[Pointing dataset records]
-.-.-
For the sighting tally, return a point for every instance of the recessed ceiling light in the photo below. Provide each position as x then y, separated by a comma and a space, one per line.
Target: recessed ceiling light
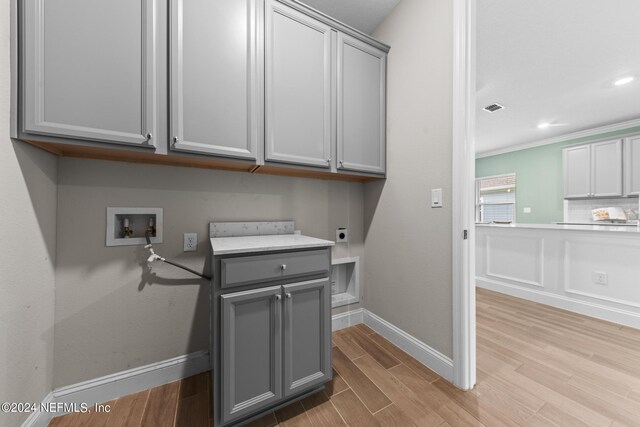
623, 81
493, 108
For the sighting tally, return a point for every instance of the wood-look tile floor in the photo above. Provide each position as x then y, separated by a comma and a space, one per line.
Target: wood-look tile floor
537, 366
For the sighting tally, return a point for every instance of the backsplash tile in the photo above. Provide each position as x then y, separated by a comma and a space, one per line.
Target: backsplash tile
580, 210
252, 228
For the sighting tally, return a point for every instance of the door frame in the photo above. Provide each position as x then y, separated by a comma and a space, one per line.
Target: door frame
464, 305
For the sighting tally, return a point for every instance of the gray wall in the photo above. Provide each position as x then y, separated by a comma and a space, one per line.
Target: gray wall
112, 313
27, 256
408, 244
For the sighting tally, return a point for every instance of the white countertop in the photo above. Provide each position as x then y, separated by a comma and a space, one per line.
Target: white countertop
599, 228
277, 242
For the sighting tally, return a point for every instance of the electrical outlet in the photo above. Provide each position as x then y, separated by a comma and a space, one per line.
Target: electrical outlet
600, 278
190, 242
342, 235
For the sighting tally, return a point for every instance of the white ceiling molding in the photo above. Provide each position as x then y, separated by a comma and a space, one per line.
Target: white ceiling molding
554, 62
561, 138
363, 15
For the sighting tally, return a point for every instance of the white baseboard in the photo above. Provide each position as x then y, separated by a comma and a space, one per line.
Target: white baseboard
135, 380
346, 319
422, 352
122, 383
430, 357
586, 308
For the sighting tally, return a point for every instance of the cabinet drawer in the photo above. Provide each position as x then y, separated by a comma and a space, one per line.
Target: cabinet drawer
260, 268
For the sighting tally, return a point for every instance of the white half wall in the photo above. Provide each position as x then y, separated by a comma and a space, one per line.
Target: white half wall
561, 267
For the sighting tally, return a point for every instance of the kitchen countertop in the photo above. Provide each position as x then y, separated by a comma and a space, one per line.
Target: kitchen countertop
277, 242
564, 227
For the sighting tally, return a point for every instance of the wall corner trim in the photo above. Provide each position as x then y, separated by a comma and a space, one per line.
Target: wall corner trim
112, 386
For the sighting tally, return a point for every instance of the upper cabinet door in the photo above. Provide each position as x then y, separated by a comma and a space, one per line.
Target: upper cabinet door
298, 88
606, 169
89, 69
632, 166
361, 106
251, 351
215, 77
577, 172
307, 335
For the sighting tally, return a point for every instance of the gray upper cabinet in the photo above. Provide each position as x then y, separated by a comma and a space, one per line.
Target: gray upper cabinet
593, 170
307, 335
251, 351
298, 87
89, 69
632, 166
361, 106
215, 75
577, 171
606, 169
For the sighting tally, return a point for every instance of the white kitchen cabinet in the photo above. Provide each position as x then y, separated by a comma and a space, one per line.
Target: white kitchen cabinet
632, 166
593, 170
216, 80
90, 69
361, 106
325, 92
298, 85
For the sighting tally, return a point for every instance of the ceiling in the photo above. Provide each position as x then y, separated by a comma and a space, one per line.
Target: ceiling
363, 15
554, 61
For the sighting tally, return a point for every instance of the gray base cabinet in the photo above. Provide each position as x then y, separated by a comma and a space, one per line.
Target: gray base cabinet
89, 69
307, 335
215, 103
271, 340
251, 351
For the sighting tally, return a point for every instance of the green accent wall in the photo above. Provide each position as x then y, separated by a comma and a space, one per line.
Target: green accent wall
539, 179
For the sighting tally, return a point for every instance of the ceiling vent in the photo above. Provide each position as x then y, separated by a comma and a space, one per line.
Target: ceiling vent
493, 108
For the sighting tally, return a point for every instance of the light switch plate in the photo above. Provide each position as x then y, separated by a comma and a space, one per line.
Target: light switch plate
190, 242
436, 197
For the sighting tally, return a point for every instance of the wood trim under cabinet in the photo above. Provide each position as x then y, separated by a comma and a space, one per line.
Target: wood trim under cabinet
194, 161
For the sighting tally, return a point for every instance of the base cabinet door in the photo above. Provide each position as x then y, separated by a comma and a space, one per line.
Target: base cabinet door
251, 351
216, 81
307, 335
90, 69
361, 106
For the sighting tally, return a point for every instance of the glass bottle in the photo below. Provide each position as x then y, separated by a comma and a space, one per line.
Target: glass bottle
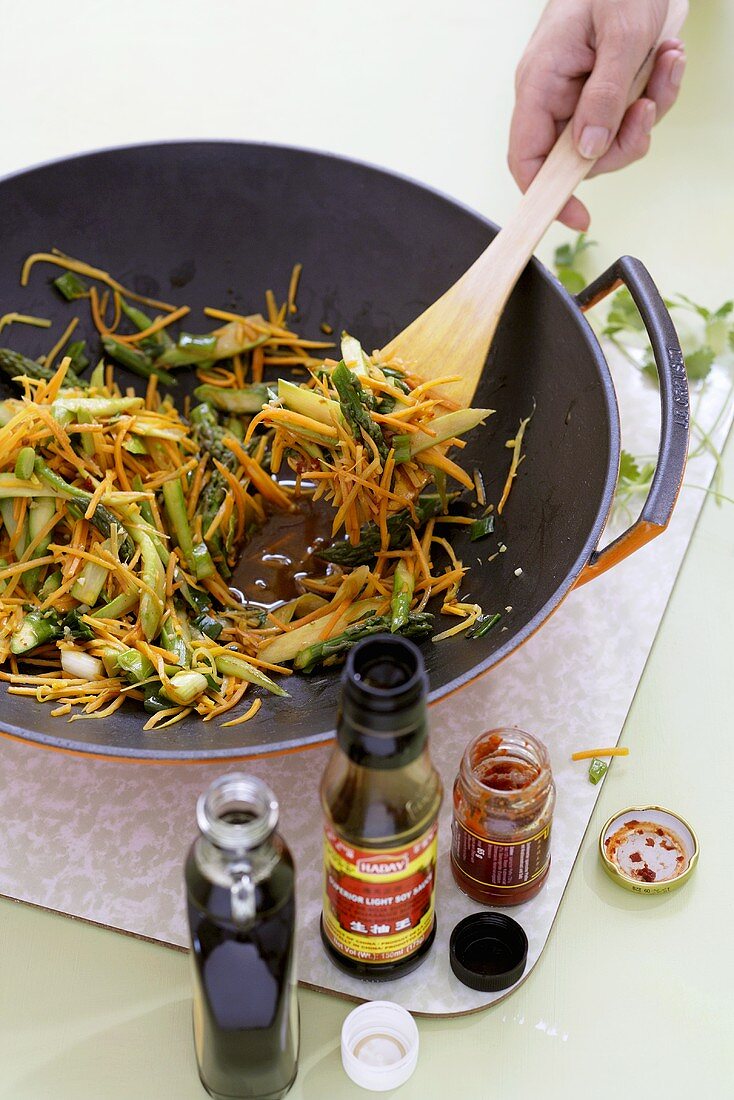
241, 911
381, 795
503, 806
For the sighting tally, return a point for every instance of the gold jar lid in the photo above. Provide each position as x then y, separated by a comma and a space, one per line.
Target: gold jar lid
648, 849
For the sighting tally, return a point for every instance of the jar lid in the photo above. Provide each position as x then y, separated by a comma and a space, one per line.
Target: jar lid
488, 952
648, 849
379, 1045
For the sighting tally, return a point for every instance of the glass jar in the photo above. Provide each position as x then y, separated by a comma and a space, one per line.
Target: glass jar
503, 806
381, 795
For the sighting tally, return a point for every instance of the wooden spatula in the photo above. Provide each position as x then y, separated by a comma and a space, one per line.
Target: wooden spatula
453, 334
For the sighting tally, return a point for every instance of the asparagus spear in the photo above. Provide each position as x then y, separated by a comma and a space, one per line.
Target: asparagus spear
135, 360
70, 286
101, 518
197, 557
40, 627
354, 407
210, 435
40, 514
175, 644
247, 400
234, 666
159, 341
36, 628
153, 574
417, 626
146, 514
398, 528
117, 607
15, 365
77, 354
185, 686
208, 625
403, 585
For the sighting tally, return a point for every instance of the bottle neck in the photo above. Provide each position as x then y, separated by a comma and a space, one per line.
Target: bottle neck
237, 818
508, 770
382, 716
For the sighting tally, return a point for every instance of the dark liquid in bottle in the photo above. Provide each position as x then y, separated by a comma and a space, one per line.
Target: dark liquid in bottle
244, 993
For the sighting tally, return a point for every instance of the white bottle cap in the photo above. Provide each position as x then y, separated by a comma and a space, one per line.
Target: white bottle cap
379, 1045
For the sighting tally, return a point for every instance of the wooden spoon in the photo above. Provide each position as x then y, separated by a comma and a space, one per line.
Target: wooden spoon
453, 334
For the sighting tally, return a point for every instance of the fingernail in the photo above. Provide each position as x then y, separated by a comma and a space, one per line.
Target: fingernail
677, 72
593, 142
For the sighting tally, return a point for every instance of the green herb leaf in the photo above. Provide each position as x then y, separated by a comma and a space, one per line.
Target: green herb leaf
572, 281
481, 528
483, 625
70, 286
596, 770
623, 315
698, 364
628, 468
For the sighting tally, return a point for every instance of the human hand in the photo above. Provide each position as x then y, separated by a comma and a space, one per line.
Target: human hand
580, 64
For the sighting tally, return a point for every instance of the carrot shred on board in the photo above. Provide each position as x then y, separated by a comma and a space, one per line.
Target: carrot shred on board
119, 461
590, 754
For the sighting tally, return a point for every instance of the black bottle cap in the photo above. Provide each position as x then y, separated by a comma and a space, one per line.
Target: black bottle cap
488, 952
382, 719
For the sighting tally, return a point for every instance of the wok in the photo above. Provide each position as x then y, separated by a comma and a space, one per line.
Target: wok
217, 223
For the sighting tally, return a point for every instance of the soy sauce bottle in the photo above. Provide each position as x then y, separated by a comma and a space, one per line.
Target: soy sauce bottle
241, 912
381, 795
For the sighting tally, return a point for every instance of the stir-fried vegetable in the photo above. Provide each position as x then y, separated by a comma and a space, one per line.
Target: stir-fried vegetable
123, 516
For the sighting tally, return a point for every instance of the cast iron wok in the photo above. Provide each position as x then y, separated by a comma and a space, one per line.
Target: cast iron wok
216, 223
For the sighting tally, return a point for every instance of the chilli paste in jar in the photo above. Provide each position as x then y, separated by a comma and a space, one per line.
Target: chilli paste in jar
503, 807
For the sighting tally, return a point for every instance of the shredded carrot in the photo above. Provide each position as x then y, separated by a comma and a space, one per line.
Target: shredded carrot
81, 268
63, 340
156, 326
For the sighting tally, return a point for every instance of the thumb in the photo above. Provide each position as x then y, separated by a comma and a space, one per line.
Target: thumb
603, 100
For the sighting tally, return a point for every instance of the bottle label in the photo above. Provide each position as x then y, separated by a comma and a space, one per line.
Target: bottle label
379, 903
504, 865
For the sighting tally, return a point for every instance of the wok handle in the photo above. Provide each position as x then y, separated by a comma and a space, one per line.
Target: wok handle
672, 451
-.-.-
Render the lines from the one containing "the wok handle" through the end of the records, inclusive, as a Markdown table with the columns Row and Line. Number each row and leave out blank lines.

**COMPLETE OUTPUT:**
| Row | Line |
|---|---|
| 1 | For the sighting tally, return a point for every instance of the wok handle in the photo above. Provide each position as x then y, separated by a comma and a space, one per line. |
| 2 | Target: wok handle |
| 3 | 672, 451 |